## To do
Count the lines holding the string "eyeglass" in the records, and give only the count.

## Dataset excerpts
━━━━━━━━━━
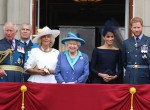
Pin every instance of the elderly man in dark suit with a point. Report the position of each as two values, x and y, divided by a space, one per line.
11 55
136 55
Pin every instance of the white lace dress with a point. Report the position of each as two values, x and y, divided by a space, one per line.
39 59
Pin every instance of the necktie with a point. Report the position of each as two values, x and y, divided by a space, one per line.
137 40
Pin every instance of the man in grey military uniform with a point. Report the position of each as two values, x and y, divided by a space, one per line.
136 55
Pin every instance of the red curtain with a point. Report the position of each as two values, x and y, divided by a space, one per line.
74 97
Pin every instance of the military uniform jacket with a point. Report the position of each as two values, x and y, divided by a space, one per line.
15 58
132 55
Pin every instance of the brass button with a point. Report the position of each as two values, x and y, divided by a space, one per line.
135 66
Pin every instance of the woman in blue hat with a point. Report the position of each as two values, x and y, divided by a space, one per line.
73 65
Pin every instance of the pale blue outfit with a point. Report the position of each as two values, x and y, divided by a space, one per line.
72 70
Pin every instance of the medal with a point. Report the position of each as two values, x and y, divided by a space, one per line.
144 48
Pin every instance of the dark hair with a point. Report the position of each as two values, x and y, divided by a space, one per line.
110 26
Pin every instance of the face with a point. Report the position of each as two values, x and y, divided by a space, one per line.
109 38
136 29
46 40
25 32
10 32
72 46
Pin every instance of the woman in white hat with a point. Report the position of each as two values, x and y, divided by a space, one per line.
73 65
42 61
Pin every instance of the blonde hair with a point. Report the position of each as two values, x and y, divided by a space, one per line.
135 20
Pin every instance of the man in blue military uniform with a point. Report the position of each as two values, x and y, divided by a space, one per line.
136 55
11 55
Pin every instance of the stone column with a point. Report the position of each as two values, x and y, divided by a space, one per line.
3 16
141 9
18 11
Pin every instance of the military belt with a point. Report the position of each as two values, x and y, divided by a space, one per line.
11 68
137 66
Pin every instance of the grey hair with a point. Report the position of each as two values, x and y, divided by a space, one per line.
8 23
79 44
51 43
27 25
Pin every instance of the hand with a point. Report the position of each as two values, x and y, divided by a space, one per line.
2 73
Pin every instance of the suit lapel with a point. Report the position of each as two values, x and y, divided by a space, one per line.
132 41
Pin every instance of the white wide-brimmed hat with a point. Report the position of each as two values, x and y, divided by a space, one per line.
45 31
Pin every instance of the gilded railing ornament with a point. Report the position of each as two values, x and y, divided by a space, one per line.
23 89
132 91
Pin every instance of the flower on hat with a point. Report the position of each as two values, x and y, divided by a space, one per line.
45 31
72 36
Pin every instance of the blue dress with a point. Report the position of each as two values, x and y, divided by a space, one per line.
106 61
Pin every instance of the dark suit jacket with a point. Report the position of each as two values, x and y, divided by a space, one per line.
131 55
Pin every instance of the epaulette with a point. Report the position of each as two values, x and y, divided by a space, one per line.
4 54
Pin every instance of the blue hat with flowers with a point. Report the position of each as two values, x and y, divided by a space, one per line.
72 36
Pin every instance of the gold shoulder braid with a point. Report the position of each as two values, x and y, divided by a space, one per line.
4 54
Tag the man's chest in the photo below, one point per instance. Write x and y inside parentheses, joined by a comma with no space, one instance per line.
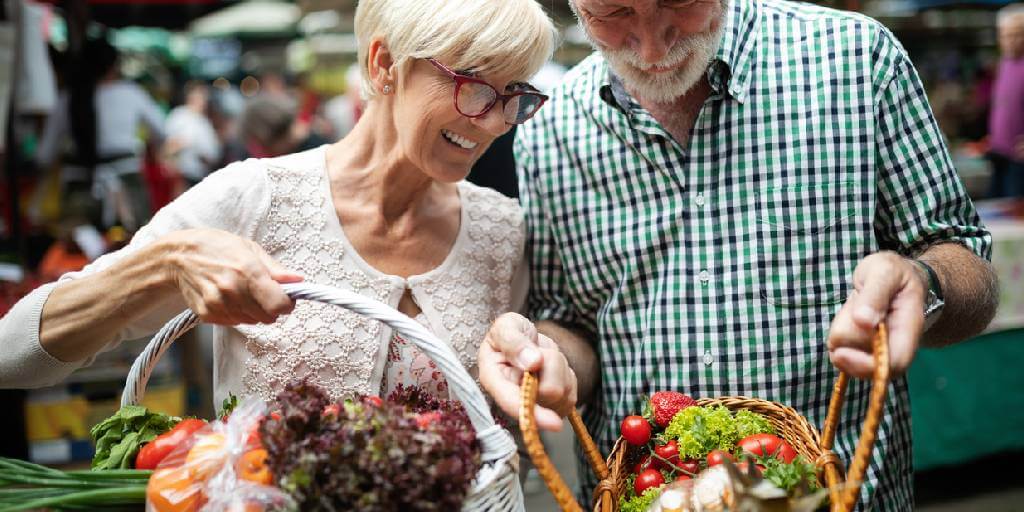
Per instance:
(770,208)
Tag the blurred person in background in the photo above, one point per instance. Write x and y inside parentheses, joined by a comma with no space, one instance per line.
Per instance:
(193,147)
(225,107)
(384,212)
(1006,122)
(269,127)
(101,175)
(344,110)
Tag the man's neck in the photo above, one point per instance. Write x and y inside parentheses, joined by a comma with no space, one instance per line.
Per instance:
(678,117)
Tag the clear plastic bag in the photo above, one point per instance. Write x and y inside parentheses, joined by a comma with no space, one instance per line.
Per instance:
(222,467)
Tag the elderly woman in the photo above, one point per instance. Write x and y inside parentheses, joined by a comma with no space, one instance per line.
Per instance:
(384,212)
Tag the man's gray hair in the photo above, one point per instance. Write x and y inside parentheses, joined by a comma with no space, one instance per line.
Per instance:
(1008,13)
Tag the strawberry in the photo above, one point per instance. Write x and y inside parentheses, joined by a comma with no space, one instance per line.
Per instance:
(665,404)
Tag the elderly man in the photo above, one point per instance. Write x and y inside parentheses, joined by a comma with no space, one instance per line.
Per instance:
(727,199)
(1006,121)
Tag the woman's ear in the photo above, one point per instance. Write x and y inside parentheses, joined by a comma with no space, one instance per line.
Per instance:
(381,67)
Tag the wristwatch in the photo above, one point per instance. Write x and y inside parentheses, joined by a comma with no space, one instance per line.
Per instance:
(933,298)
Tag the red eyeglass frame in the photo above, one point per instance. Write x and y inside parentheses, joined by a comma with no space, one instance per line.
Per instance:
(463,79)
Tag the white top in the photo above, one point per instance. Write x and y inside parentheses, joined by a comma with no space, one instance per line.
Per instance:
(122,107)
(285,204)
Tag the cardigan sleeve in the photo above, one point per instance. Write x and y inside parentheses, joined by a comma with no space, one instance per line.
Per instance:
(233,199)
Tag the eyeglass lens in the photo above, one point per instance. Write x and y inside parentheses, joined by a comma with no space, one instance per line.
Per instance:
(475,98)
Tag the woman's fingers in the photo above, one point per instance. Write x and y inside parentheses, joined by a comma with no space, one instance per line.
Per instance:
━━━━━━━━━━
## Solution to this problem
2